#### PROVIDED RECORDS
[BEGIN]
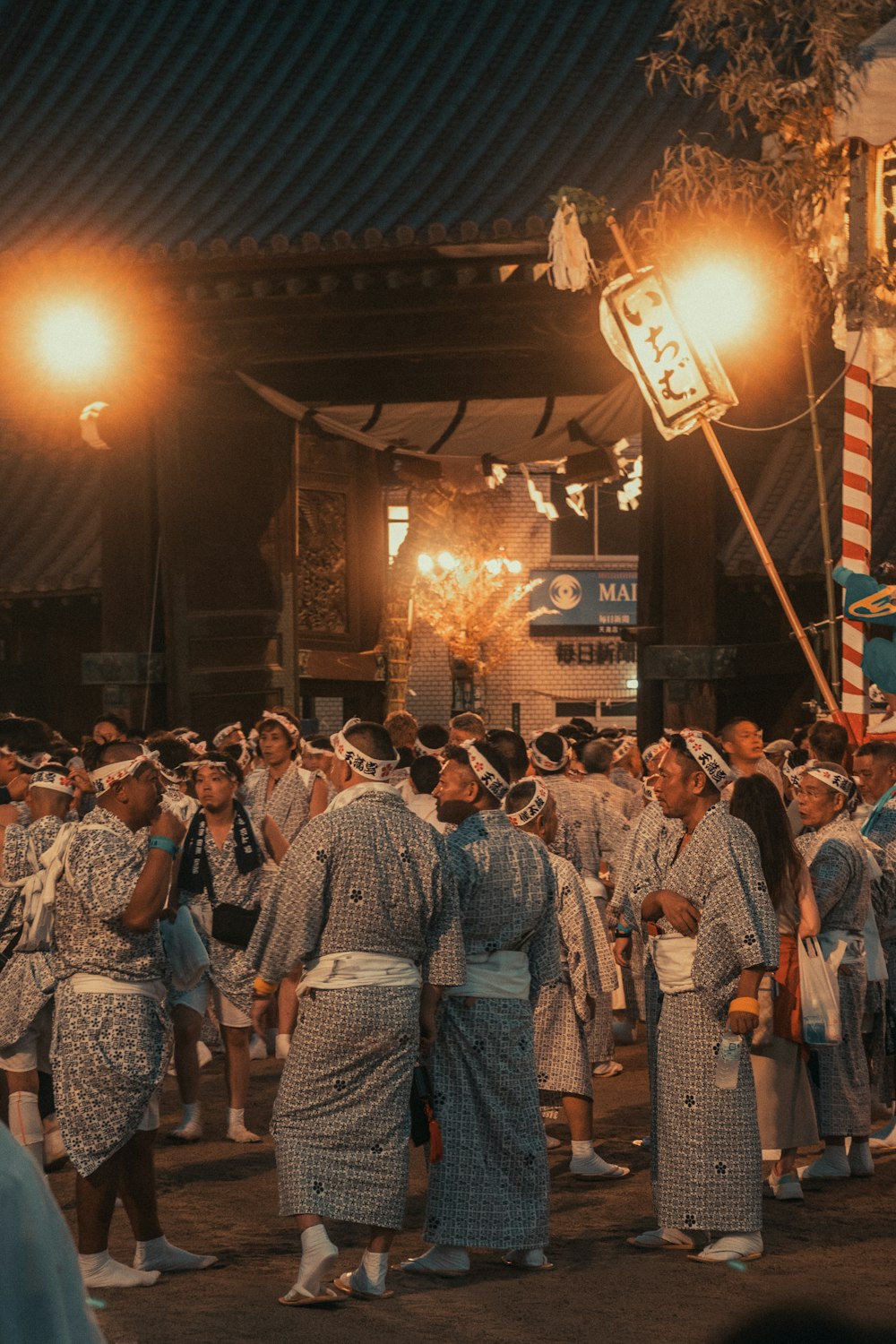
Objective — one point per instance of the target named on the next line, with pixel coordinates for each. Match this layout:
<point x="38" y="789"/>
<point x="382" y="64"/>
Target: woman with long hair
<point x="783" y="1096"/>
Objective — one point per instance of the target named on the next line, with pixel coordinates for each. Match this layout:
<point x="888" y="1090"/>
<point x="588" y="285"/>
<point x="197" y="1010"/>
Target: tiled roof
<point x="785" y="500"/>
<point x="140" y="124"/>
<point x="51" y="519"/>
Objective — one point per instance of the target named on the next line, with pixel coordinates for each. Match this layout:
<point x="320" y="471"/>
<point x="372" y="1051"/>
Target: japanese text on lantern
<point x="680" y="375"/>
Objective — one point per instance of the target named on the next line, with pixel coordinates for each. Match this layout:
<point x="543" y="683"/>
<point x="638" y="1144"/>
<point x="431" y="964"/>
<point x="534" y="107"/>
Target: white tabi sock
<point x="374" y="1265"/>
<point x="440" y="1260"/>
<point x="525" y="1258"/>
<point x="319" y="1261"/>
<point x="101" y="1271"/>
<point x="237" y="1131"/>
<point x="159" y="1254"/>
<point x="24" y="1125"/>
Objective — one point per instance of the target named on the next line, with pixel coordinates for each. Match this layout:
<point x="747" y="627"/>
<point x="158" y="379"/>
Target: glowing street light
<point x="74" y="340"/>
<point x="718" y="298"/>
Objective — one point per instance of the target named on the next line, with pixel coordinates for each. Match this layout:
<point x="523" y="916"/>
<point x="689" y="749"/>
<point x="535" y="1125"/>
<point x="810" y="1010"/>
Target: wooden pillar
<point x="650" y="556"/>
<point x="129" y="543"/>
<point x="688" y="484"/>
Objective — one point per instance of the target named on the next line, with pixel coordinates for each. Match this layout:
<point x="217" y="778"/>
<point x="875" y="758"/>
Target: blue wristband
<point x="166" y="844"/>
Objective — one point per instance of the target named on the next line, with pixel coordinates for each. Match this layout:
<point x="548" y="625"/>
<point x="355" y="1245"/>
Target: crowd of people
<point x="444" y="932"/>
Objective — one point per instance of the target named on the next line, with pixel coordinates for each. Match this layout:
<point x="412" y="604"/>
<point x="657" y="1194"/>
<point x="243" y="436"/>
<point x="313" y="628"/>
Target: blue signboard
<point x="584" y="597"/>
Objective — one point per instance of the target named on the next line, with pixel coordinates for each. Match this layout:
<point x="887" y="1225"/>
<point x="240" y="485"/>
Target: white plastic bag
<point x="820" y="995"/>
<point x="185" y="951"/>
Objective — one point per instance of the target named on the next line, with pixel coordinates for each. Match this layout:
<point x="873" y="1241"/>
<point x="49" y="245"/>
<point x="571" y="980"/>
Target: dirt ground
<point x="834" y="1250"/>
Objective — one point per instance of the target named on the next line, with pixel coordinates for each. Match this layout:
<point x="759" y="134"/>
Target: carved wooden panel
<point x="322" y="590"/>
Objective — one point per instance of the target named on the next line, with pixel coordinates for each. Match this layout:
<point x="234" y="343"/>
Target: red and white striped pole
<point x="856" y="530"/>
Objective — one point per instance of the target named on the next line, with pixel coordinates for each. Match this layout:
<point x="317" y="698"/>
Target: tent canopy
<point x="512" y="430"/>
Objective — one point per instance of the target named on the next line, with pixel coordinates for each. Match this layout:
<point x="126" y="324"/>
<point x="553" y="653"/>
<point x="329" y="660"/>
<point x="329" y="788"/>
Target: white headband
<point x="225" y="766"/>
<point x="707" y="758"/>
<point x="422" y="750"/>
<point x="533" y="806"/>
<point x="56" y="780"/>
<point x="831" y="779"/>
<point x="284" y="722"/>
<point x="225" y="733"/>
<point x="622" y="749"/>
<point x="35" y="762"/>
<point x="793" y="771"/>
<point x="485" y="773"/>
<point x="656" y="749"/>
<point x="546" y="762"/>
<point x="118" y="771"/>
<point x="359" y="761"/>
[END]
#### WHAT TO WORK ON
Copy the material above exactly and drop the pictures.

#### TASK RESULT
Objective — one point per instance of the target named on the next line, with pixel coordinates for each. Match this layout:
<point x="38" y="789"/>
<point x="382" y="64"/>
Target: woman with long hair
<point x="783" y="1096"/>
Objective — one point per instance of the target named on the next line, with pixel coordinates for each. Match this layout:
<point x="888" y="1090"/>
<point x="588" y="285"/>
<point x="197" y="1010"/>
Target: tiled roof
<point x="785" y="500"/>
<point x="140" y="124"/>
<point x="51" y="519"/>
Objective — one point per instance of the target named on the next line, with pixel coordinates for each. Match this layout:
<point x="320" y="471"/>
<point x="372" y="1051"/>
Target: japanese text on lantern
<point x="680" y="375"/>
Objective — one point per instance of the target named on the next line, with pixel coordinates for each. Match this layout:
<point x="543" y="683"/>
<point x="638" y="1144"/>
<point x="431" y="964"/>
<point x="534" y="107"/>
Target: white tabi sock
<point x="374" y="1265"/>
<point x="440" y="1260"/>
<point x="525" y="1258"/>
<point x="319" y="1261"/>
<point x="101" y="1271"/>
<point x="237" y="1131"/>
<point x="159" y="1254"/>
<point x="24" y="1125"/>
Objective — one point per instance of the target named on the next line, with pixel coordinates for each. Match this layout:
<point x="747" y="627"/>
<point x="158" y="379"/>
Target: glowing street light
<point x="74" y="340"/>
<point x="718" y="298"/>
Objective — one point per instance of the target named on the next line, with pixel coordinates for each. Match this layout:
<point x="523" y="916"/>
<point x="689" y="749"/>
<point x="535" y="1125"/>
<point x="810" y="1010"/>
Target: wooden pillar
<point x="650" y="556"/>
<point x="129" y="543"/>
<point x="688" y="484"/>
Objective — one point per instance of the target named on the next line, with pixel coordinates for each. Match this layout:
<point x="217" y="778"/>
<point x="875" y="758"/>
Target: blue wristband
<point x="166" y="844"/>
Objective — one point per instance of the target named on the next line, with pixel coordinates for each. Match this layout:
<point x="548" y="625"/>
<point x="355" y="1245"/>
Target: crowd of people
<point x="444" y="932"/>
Objective — one point per instance of the target named on the next line, with pixel coordinates for each. Match this layout:
<point x="412" y="604"/>
<point x="657" y="1194"/>
<point x="243" y="436"/>
<point x="313" y="628"/>
Target: blue signboard
<point x="584" y="597"/>
Objective — one point per instance of the target named on the next line, with pixel coordinates for each. Match this layout:
<point x="887" y="1225"/>
<point x="240" y="485"/>
Target: white plastic bag
<point x="820" y="995"/>
<point x="185" y="951"/>
Objective — one point per instance of the target named on the next line, with pixel coordinates for each. Match this layout:
<point x="873" y="1241"/>
<point x="49" y="245"/>
<point x="571" y="980"/>
Target: dirt ground
<point x="834" y="1250"/>
Objective — one point per instance of the target named on the next line, with pixel coordinates for each. Match this layout:
<point x="759" y="134"/>
Target: carved wooden panel
<point x="322" y="590"/>
Objective — one point per instance of the target named on the next line, with pixel coordinates for each. Match this layout:
<point x="234" y="343"/>
Target: red and white striped pole
<point x="856" y="530"/>
Objective — one point per instance of the target named on the next line, with pixel coordinates for each. Match this layout:
<point x="317" y="698"/>
Target: tent canopy
<point x="512" y="430"/>
Objective — one point per instance of the target named on the next line, with pixel coordinates for each. Match this layout:
<point x="126" y="324"/>
<point x="553" y="653"/>
<point x="329" y="660"/>
<point x="329" y="788"/>
Target: white headband
<point x="225" y="766"/>
<point x="707" y="758"/>
<point x="422" y="750"/>
<point x="533" y="806"/>
<point x="56" y="780"/>
<point x="831" y="779"/>
<point x="284" y="722"/>
<point x="225" y="733"/>
<point x="622" y="749"/>
<point x="35" y="762"/>
<point x="793" y="771"/>
<point x="485" y="773"/>
<point x="656" y="749"/>
<point x="546" y="762"/>
<point x="118" y="771"/>
<point x="359" y="761"/>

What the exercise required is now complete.